Recopiez sans rien changer le passage de l'extrait sur le présentéisme qui va de « Il y a pire » jusqu'à « perdre leur place. » inclus.

EXTRAIT:

━━━━━━━━━━

Il y a pire que l’absentéisme

Les méfaits de l’absentéisme, fléau qui touche bon nombre d’entreprises, sont bien connus. Mais ceux du présentéisme sont encore pires! Alors que dans l’esprit de beaucoup de gens, le présentéisme c’est venir travailler même si on est malade, c’est en fait une réalité plus large, pouvant prendre de multiples formes peu étudiées jusqu’ici. Elles ont un aspect commun: les personnes sont présentes mais non efficaces.

Un bref survol permet d’esquisser quelques catégories parmi les plus fréquentes:

  • Les personnes viennent au travail même si elles sont malades: soit elles aiment leur travail, ne veulent pas surcharger leurs collègues ou abandonner leur service (aux patients, aux clients etc.), soit par peur de perdre leur place.
  • Les personnes font du zèle: pour plaire à leur employeur, elles arrivent tôt, elles repartent tard, sans pour autant faire du bon travail, ou par peur de le perdre.

━━━━━━━━━━

DONNÉES FOURNIES:
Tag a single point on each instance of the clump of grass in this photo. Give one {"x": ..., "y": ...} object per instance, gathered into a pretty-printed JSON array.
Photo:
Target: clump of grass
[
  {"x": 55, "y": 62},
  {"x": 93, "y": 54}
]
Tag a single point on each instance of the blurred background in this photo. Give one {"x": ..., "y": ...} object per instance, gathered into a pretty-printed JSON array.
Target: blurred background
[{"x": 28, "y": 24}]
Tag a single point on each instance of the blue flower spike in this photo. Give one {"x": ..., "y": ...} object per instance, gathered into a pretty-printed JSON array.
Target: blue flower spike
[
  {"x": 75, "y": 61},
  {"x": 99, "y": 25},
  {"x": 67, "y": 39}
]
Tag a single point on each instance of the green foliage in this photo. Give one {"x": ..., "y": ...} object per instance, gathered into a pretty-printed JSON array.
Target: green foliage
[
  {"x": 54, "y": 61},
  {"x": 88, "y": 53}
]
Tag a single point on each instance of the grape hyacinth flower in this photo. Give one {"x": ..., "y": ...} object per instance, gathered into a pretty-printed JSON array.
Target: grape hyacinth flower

━━━━━━━━━━

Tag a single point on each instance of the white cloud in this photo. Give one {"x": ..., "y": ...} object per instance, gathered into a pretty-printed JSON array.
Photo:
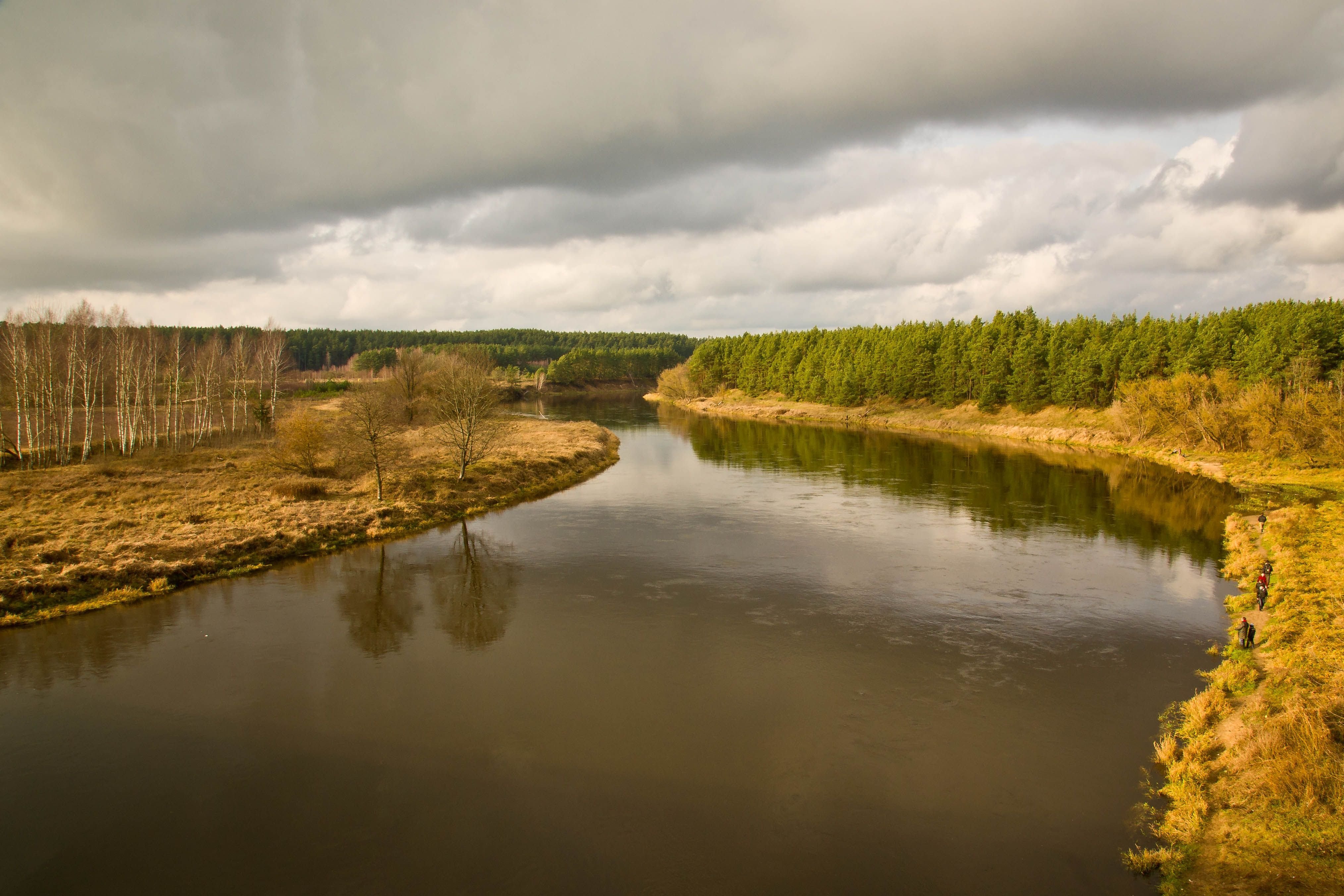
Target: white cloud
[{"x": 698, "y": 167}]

━━━━━━━━━━

RÉSULTAT DE L'EXERCICE:
Il y a pire que l’absentéisme

Les méfaits de l’absentéisme, fléau qui touche bon nombre d’entreprises, sont bien connus. Mais ceux du présentéisme sont encore pires! Alors que dans l’esprit de beaucoup de gens, le présentéisme c’est venir travailler même si on est malade, c’est en fait une réalité plus large, pouvant prendre de multiples formes peu étudiées jusqu’ici. Elles ont un aspect commun: les personnes sont présentes mais non efficaces.

Un bref survol permet d’esquisser quelques catégories parmi les plus fréquentes:

  • Les personnes viennent au travail même si elles sont malades: soit elles aiment leur travail, ne veulent pas surcharger leurs collègues ou abandonner leur service (aux patients, aux clients etc.), soit par peur de perdre leur place.